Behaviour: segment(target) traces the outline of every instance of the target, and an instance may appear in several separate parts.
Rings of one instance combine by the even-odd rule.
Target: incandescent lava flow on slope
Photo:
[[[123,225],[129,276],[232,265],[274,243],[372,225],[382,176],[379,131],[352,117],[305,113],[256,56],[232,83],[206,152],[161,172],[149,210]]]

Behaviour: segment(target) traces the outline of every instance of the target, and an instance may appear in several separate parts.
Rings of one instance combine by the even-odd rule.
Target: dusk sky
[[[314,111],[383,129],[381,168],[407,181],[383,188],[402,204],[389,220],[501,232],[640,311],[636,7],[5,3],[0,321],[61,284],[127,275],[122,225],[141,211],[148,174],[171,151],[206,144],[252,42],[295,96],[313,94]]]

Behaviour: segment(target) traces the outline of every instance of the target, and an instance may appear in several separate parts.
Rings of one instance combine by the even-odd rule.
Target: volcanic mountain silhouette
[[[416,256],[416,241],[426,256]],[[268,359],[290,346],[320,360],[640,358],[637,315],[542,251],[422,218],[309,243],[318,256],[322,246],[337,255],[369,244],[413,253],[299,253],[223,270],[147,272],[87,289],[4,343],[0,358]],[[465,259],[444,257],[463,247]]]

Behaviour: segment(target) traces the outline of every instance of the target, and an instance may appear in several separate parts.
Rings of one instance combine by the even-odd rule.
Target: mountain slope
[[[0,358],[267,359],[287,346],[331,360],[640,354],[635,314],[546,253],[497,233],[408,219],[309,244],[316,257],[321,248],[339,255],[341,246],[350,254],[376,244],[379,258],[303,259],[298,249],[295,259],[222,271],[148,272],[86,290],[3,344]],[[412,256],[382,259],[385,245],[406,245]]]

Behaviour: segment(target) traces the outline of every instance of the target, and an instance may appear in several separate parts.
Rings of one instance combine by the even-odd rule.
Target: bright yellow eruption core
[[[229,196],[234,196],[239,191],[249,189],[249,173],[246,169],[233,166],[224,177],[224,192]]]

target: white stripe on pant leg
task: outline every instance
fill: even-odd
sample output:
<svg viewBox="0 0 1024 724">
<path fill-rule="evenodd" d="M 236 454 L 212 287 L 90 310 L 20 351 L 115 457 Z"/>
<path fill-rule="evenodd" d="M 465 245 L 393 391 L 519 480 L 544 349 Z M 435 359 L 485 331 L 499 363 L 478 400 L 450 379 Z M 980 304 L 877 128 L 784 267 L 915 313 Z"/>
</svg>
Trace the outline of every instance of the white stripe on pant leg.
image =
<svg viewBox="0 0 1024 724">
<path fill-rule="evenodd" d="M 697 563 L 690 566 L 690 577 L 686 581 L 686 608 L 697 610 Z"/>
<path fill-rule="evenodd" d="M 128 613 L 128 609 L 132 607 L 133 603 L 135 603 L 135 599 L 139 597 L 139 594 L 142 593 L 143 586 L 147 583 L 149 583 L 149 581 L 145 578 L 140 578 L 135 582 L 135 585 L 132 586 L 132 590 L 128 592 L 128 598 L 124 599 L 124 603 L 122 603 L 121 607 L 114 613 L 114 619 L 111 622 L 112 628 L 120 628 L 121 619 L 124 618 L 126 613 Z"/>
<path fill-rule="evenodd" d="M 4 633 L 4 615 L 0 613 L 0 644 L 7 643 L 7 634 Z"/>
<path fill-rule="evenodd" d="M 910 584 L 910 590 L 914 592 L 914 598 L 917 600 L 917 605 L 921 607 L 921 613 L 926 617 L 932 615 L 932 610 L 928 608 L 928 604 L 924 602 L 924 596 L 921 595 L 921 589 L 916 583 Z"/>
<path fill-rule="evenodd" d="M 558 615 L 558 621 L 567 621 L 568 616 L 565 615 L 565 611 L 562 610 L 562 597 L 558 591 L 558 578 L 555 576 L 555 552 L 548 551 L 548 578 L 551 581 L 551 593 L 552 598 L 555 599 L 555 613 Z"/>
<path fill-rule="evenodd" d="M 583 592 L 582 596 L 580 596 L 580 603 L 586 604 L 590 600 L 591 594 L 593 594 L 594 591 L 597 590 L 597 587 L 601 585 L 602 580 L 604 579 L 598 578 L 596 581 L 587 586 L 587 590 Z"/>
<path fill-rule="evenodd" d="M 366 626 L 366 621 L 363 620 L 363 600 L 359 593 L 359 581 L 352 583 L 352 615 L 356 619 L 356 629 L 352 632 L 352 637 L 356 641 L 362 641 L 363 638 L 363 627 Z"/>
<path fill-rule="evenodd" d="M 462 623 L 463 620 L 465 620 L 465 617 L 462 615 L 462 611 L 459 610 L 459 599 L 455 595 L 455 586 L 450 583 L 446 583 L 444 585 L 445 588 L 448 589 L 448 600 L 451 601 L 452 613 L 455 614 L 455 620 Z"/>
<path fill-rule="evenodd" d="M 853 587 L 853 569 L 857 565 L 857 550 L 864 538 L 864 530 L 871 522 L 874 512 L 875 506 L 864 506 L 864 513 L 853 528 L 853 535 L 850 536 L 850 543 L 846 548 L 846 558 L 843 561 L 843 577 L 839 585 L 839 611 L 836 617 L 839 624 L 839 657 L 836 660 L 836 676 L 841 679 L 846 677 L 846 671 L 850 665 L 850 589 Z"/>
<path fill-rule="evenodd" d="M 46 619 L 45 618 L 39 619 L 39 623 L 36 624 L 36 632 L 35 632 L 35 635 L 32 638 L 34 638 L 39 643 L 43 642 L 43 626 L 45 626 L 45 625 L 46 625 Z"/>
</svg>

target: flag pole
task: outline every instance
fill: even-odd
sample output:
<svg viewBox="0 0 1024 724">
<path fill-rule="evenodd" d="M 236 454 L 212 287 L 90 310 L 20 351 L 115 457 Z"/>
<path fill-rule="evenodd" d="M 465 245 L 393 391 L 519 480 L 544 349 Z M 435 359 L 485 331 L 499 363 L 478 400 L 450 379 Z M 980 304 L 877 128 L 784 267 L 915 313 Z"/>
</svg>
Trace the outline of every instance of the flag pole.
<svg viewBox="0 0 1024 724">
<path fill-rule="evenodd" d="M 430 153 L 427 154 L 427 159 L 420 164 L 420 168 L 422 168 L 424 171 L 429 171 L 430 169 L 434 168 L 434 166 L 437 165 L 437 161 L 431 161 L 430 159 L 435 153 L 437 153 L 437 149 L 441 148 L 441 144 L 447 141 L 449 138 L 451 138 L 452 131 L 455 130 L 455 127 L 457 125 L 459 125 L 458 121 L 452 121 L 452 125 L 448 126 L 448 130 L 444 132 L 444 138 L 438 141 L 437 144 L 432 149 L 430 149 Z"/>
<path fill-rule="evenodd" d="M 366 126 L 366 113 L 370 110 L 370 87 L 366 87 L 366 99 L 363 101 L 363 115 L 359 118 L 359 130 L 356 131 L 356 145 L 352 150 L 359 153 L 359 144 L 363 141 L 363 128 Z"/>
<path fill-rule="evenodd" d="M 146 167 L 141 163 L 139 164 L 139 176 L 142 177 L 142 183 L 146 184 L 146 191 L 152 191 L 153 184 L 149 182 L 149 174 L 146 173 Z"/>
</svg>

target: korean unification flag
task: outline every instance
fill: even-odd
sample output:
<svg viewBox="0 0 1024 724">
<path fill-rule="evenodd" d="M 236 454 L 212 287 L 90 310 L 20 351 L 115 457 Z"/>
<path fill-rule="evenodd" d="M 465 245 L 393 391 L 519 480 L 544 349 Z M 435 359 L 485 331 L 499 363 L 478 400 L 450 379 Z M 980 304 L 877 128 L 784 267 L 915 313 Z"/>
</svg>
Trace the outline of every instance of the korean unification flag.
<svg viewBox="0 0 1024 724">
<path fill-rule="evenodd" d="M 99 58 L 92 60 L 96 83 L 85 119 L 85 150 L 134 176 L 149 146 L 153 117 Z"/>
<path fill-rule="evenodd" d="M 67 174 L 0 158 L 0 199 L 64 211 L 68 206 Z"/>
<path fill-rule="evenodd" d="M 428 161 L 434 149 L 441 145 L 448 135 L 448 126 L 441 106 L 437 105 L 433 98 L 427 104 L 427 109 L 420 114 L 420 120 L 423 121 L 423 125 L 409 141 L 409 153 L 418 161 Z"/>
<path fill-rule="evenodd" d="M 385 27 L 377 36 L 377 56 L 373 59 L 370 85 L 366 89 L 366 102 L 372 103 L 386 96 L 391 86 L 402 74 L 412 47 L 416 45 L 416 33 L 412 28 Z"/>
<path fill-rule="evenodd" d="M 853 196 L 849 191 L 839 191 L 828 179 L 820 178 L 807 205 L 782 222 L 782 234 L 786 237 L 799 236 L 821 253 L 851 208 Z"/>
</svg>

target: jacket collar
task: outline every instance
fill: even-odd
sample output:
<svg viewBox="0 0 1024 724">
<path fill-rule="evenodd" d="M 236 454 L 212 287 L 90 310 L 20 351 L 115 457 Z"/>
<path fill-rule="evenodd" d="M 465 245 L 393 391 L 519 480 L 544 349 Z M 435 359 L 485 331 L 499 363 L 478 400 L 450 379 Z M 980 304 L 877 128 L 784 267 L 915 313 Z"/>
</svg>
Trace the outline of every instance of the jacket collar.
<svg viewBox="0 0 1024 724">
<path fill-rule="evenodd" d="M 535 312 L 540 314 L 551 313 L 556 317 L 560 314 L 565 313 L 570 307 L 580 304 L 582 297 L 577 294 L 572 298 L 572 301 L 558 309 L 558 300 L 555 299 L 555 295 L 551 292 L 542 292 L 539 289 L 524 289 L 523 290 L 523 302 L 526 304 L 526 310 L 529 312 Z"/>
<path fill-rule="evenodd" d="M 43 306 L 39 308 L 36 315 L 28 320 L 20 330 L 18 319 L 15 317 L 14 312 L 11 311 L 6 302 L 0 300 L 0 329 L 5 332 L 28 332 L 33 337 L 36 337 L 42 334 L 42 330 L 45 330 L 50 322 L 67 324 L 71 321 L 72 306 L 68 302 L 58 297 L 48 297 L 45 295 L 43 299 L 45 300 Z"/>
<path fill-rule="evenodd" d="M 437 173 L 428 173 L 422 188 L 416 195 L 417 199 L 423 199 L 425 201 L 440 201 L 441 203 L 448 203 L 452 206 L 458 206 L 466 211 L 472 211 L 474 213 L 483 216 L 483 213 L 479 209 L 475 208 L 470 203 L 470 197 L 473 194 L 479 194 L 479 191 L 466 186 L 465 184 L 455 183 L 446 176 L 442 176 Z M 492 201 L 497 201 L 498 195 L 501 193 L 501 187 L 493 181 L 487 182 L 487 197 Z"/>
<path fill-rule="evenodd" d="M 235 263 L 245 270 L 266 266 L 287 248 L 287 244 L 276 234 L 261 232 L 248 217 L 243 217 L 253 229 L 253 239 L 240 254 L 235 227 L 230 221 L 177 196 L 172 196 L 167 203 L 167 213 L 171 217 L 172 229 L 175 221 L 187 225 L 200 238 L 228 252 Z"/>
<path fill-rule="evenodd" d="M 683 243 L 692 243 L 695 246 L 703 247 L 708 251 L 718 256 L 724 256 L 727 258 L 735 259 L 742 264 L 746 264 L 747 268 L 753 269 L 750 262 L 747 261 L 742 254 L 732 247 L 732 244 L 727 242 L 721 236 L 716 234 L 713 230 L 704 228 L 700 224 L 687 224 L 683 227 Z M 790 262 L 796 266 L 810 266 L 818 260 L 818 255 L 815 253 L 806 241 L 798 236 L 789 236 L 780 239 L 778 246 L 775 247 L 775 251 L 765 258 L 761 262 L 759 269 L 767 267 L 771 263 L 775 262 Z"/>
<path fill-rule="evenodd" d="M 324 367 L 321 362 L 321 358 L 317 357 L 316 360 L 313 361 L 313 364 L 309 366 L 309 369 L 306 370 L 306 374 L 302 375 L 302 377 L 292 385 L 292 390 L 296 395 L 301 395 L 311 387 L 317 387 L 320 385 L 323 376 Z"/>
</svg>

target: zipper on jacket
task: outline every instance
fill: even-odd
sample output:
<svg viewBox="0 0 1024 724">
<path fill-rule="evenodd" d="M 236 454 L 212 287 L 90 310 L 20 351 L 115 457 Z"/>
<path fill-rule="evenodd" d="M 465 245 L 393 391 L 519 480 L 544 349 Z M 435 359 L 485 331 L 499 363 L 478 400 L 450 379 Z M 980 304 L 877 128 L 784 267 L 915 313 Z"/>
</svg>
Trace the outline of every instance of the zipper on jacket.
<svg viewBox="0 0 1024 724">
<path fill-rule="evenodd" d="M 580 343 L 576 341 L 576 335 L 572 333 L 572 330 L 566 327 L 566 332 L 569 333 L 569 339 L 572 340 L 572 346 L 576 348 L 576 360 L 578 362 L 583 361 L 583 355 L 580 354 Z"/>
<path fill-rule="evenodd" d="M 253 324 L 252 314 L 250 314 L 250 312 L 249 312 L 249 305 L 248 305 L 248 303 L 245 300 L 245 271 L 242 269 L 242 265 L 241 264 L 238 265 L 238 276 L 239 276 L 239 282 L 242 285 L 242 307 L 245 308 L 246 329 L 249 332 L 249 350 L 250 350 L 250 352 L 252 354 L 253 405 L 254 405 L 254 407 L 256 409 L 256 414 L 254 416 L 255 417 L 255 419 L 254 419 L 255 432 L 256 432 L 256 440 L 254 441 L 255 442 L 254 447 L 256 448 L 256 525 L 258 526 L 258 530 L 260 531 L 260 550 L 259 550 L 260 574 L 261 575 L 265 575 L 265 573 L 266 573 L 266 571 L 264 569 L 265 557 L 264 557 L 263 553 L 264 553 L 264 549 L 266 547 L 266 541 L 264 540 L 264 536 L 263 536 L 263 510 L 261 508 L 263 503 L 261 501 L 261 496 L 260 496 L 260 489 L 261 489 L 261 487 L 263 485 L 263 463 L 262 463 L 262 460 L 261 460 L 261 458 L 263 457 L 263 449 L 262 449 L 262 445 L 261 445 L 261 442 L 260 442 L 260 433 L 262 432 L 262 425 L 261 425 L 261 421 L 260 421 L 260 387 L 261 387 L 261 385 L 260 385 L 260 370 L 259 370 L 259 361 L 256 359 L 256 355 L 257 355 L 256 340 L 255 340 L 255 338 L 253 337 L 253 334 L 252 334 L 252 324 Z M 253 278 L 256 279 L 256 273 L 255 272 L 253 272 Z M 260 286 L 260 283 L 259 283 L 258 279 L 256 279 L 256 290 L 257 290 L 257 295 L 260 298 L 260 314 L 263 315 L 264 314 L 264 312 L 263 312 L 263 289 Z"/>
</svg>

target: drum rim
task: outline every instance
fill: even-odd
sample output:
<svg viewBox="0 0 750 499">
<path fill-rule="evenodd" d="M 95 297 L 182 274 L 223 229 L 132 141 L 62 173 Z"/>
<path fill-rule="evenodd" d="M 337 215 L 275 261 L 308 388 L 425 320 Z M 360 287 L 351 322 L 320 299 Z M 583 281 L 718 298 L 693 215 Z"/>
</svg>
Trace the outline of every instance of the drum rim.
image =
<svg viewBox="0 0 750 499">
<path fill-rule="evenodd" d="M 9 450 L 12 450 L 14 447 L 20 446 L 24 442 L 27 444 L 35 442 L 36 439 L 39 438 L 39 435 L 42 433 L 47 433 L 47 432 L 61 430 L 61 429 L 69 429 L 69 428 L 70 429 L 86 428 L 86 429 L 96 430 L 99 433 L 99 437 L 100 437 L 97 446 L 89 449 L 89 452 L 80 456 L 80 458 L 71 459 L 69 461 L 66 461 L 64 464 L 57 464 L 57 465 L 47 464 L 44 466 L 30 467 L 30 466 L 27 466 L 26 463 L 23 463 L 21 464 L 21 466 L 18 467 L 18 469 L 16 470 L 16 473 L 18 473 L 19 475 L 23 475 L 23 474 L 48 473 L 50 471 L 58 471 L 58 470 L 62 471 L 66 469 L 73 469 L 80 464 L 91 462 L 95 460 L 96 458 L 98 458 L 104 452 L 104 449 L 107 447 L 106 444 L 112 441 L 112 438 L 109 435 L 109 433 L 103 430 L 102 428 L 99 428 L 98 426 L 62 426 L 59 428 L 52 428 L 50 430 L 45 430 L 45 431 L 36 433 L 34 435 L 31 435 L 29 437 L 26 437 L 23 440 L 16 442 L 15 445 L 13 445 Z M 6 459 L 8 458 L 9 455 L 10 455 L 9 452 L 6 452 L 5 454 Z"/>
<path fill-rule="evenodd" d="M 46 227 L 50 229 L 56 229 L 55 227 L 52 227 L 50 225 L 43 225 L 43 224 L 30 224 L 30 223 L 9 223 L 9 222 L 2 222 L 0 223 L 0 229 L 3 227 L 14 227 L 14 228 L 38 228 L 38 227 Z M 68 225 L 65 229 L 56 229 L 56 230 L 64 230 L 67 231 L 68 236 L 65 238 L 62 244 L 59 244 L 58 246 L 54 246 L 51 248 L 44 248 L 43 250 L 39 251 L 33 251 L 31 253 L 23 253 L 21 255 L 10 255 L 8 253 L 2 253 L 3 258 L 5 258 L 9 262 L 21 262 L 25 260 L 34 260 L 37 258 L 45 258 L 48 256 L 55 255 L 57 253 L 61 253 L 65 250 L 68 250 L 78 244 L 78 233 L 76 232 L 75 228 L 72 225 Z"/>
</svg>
* * * * * * * * *
Goal of the exercise —
Where a line of the records contains the word "stripe", copy that line.

Task solution —
target: white stripe on pant leg
Trace the outline of every instance of the white stripe on pant leg.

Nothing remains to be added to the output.